━━━━━ TRECHO CITADO ━━━━━

Pressionada pela necessidade de atender à extraordinária demanda de dados, fatos, opiniões e eventos relacionados à pandemia do Coronavírus, a imprensa mundial raramente teve tempo para olhar o próprio umbigo, e quando o fez, a sensação foi parecida a de um doente que recebe a pior notícia.
No meio do turbilhão de notícias sobre a Covid 19, pouca gente conseguiu perceber como piorou a situação financeira dos jornais, como as redes sociais ficaram ainda mais fortes, como as pessoas se tornaram frenéticas na cobrança de informações, como os jornalistas mergulharam num mar de incertezas noticiosas por conta da desorientação de cientistas e pesquisadores e como os governos se aproveitaram deste caos para semear a discórdia e a as teorias conspirativas.
O futuro da imprensa já era sombrio antes da pandemia mas ficou ainda mais depressivo quando o Coronavírus deflagrou uma onda mundial de confinamentos, quarentenas e proibições que geraram um desaquecimento brutalmente rápido e intenso das atividades econômicas. Se as receitas de publicidade que alimentam o orçamento da maioria dos jornais já estavam em queda, depois do início da pandemia elas começaram a virar fumaça.
Surgiu um monumental paradoxo: as pessoas buscando desesperadamente mais informações mas quem produz este artigo valorizadíssimo nas atuais circunstâncias tem cada vez menos base financeira para produzi-lo. Só não surgiu um fosso entre a demanda e a oferta noticiosa porque as redes sociais virtuais avançaram ainda mais no território antes dominado pela imprensa escrita e audiovisual.

━━━━━ MATERIAL REUNIDO ━━━━━

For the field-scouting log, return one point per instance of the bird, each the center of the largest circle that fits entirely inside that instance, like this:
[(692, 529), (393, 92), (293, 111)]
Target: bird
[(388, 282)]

━━━━━

## A TAREFA
Segundo o texto sobre a imprensa na pandemia, por que "não surgiu um fosso entre a demanda e a oferta noticiosa"? Explique em uma a três frases. Esse material não tem relação com o texto sobre a imprensa na pandemia.

## RESPOSTA À TAREFA
Porque as redes sociais virtuais avançaram ainda mais no território antes dominado pela imprensa escrita e audiovisual. Isso aconteceu num momento em que as pessoas buscavam desesperadamente mais informações e quem as produz tinha cada vez menos base financeira para isso.